** START OF Information given **
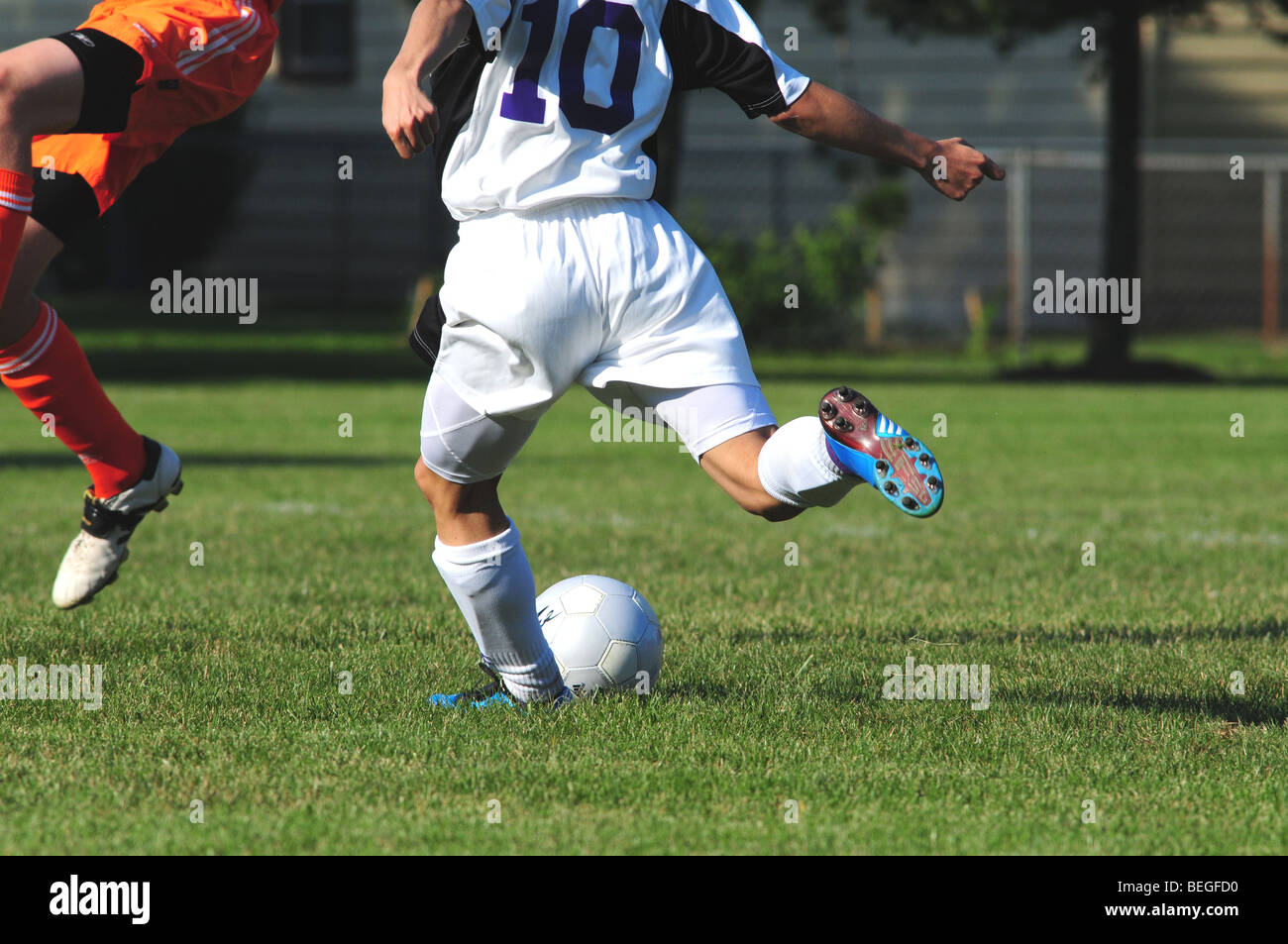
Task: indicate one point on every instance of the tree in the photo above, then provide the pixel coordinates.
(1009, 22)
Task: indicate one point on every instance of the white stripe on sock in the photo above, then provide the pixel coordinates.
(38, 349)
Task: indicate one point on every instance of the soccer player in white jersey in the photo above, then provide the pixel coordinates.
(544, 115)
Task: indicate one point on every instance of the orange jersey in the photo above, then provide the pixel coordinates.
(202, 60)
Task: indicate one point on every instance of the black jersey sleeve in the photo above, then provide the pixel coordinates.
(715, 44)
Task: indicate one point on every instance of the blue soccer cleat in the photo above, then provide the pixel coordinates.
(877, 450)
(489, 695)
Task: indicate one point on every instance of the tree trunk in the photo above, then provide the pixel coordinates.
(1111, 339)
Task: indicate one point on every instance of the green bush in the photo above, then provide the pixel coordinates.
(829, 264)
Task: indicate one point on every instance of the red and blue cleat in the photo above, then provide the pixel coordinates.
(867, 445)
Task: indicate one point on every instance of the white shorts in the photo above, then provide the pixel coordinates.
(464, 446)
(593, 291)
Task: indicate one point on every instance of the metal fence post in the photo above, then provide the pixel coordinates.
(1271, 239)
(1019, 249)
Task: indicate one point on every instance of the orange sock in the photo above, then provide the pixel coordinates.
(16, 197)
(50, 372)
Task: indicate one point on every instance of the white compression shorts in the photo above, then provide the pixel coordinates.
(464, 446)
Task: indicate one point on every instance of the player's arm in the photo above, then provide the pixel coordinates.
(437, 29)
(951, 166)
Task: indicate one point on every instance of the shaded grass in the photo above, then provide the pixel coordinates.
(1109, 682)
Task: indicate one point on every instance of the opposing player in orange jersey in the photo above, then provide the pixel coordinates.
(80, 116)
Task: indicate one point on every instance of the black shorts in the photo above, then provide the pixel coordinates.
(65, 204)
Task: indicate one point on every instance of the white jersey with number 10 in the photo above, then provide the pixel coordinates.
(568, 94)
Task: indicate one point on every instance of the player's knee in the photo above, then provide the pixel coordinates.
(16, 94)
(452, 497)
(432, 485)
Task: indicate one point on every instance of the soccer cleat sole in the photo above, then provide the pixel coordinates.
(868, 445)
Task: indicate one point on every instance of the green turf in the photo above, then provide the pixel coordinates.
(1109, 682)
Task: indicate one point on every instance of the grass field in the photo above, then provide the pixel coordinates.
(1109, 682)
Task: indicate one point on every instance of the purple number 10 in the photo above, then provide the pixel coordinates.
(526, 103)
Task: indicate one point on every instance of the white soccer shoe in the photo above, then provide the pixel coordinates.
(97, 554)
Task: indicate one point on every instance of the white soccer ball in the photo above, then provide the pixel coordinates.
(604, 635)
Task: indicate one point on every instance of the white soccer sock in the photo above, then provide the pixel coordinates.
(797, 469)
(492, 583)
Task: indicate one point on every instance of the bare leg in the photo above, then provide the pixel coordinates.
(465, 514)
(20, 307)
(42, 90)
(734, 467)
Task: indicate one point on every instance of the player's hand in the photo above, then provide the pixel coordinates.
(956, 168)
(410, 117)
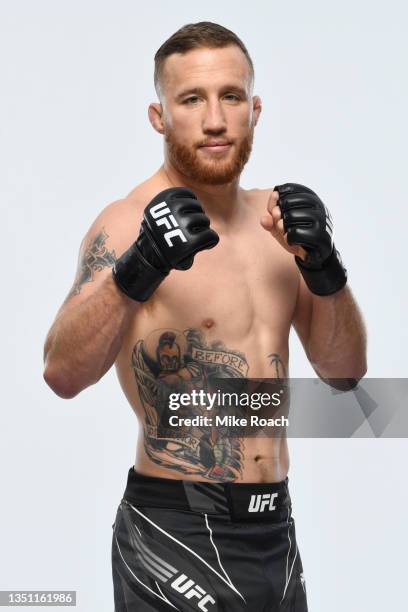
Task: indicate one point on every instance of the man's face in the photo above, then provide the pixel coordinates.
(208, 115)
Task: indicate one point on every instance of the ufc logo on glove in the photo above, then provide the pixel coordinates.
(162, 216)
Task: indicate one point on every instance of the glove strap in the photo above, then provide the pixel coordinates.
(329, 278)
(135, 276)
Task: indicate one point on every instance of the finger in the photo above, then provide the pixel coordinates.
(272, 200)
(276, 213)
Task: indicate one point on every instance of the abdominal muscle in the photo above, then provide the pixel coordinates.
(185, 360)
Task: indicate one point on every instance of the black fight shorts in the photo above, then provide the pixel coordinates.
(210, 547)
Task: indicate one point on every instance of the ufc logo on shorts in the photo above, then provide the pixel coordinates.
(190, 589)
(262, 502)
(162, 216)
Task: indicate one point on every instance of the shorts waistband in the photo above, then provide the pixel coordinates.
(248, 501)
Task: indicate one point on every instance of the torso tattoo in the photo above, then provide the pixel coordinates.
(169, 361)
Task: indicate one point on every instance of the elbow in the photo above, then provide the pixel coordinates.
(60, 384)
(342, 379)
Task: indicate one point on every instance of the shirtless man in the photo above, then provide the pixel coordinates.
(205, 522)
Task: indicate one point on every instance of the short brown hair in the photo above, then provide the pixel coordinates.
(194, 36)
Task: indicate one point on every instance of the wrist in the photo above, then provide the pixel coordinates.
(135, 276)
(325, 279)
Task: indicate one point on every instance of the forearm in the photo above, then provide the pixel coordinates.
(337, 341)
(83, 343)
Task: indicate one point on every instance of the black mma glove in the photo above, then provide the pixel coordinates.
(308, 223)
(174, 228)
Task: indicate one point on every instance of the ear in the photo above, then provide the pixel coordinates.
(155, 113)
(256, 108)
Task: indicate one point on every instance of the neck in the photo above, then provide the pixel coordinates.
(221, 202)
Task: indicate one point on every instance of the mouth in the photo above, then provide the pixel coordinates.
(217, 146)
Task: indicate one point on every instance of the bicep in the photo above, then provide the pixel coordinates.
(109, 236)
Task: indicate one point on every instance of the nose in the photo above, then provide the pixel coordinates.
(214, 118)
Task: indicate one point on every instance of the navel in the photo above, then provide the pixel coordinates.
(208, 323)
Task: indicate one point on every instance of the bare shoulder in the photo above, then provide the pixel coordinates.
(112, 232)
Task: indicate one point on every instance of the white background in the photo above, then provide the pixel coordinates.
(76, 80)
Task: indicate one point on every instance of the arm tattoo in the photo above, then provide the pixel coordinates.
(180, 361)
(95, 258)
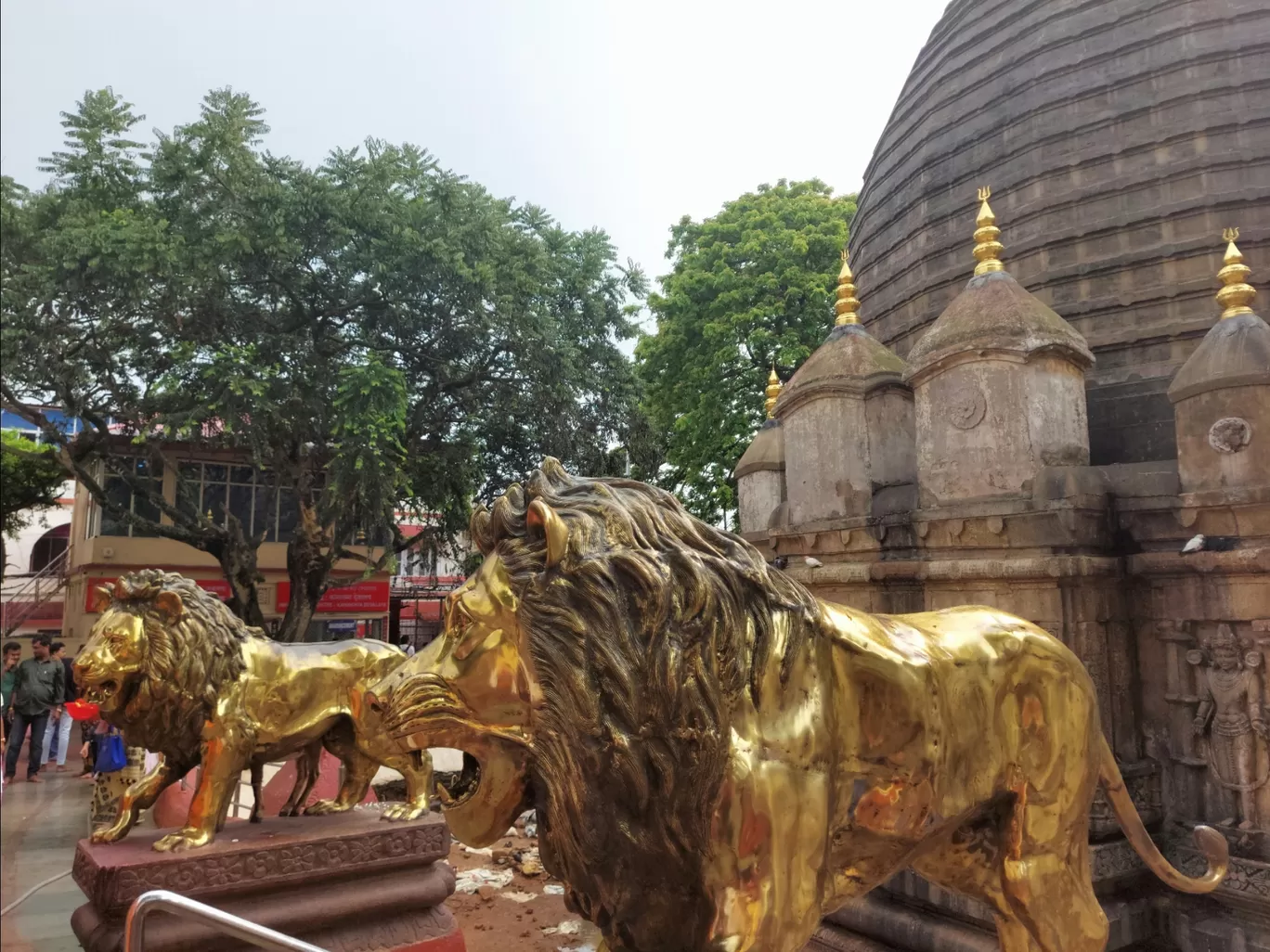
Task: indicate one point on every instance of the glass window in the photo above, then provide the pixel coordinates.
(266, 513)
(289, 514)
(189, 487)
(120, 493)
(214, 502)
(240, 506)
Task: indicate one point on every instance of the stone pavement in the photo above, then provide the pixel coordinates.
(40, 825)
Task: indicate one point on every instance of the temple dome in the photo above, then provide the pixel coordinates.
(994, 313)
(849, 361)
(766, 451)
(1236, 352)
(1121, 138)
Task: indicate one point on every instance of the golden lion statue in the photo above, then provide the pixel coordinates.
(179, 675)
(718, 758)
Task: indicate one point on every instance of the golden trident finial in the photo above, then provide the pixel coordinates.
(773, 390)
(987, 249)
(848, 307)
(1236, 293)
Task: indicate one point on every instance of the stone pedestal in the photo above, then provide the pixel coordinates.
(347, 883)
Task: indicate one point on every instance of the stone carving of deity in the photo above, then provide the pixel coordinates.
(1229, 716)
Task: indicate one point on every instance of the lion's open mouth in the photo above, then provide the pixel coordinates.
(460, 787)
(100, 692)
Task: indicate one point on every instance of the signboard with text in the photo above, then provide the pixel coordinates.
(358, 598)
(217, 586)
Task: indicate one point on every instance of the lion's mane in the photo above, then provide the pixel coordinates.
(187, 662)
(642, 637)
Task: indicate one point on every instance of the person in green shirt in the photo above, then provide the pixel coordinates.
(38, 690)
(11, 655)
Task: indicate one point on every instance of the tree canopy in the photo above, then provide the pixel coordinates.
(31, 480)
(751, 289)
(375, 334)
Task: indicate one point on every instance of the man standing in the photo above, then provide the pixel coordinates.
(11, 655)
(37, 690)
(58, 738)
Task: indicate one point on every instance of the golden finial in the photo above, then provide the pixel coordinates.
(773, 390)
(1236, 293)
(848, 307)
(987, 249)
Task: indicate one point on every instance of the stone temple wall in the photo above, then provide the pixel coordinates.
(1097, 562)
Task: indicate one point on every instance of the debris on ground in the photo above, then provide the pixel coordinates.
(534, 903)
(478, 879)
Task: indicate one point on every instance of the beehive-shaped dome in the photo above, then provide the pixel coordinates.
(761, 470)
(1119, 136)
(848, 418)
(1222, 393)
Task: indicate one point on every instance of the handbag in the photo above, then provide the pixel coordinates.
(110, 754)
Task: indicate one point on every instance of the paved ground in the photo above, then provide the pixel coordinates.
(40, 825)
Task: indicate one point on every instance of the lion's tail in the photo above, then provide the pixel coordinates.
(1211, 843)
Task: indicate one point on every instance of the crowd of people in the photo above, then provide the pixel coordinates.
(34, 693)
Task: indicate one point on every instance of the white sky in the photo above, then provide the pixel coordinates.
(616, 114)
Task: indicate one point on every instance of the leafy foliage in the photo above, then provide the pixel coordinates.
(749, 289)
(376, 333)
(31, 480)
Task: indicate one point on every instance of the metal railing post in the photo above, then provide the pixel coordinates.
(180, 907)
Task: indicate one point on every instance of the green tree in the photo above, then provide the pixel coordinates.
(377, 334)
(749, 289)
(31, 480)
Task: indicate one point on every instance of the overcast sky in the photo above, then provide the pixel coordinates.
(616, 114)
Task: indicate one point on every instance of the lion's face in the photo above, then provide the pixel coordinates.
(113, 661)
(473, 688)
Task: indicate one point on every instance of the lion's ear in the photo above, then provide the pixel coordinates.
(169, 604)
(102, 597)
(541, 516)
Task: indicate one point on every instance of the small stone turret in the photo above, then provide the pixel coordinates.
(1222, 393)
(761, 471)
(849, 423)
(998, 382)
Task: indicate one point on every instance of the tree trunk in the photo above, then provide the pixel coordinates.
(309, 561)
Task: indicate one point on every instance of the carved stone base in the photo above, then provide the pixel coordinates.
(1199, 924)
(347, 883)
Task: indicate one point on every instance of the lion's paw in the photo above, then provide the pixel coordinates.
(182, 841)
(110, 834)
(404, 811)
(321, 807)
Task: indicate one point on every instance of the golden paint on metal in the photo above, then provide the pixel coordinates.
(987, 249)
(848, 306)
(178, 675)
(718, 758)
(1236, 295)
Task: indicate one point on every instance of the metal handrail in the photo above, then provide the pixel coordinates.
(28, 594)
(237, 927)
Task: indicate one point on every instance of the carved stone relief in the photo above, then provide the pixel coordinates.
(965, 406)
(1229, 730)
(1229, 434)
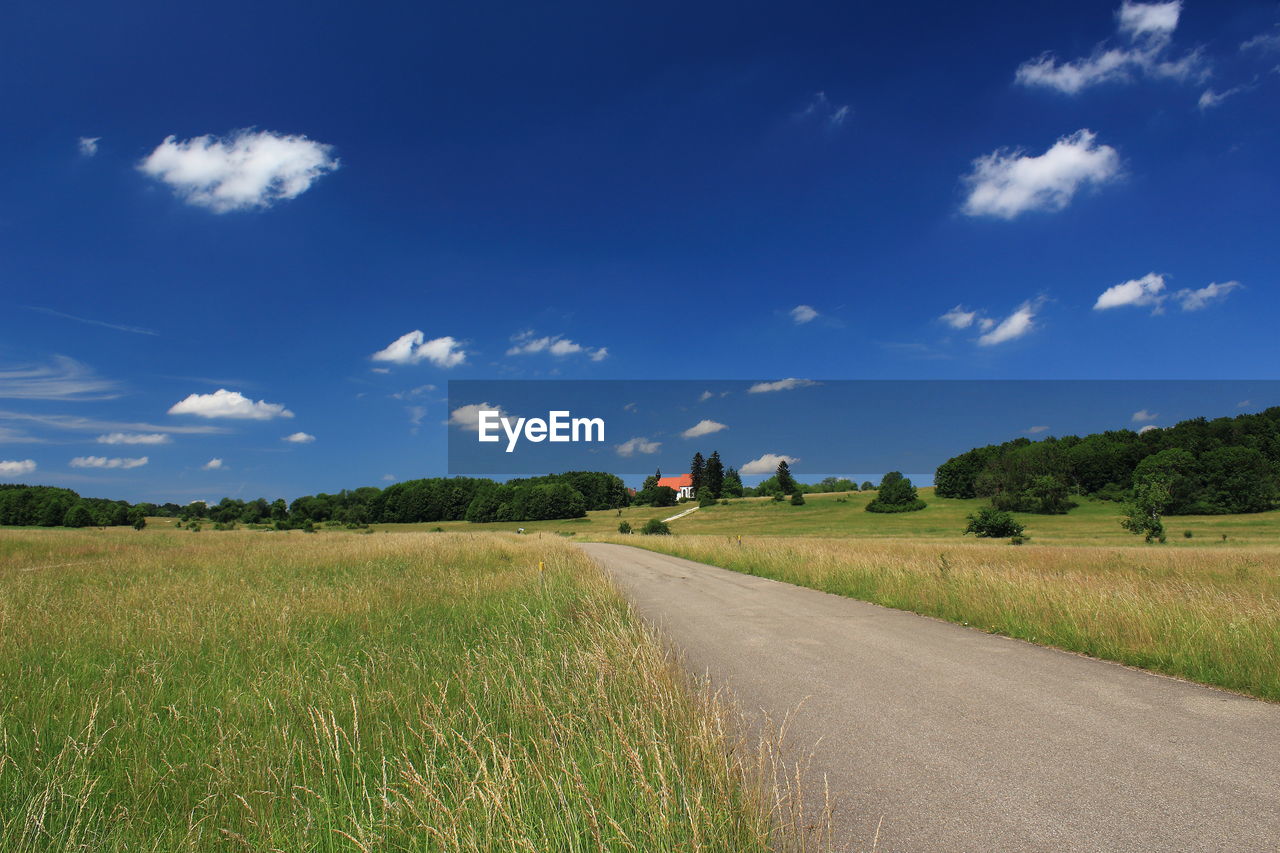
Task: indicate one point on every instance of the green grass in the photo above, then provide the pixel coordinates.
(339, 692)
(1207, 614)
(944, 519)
** END OF Information given **
Take the line containing "carved stone base" as the first line and the last line of the data above as the final one, and output exactly the lines between them, inclusive, with no pictures.

Task: indicate one point on every instance of the carved stone base in the photo above, then provide the pixel coordinates.
(1199, 924)
(347, 883)
Task: indicate one point on every instance of the lion's paw in the photo above, then provide the pixel coordinates.
(182, 841)
(110, 834)
(404, 811)
(321, 807)
Task: indicate one point on every instance of the golden paint on metal in the photo above, then provide the pixel coordinates.
(987, 249)
(848, 306)
(178, 675)
(718, 758)
(1236, 295)
Task: indicate one point on every instance of the metal handrail in the photo above, then provide the pixel coordinates.
(28, 594)
(237, 927)
Task: indicate one point on every instance of the carved stone relief in the photo above, then provide the pixel coordinates.
(965, 406)
(1229, 730)
(1229, 434)
Task: indicate one point on every instance of the green grass in the photo above, then provide the pixel coordinates.
(339, 692)
(1207, 614)
(944, 519)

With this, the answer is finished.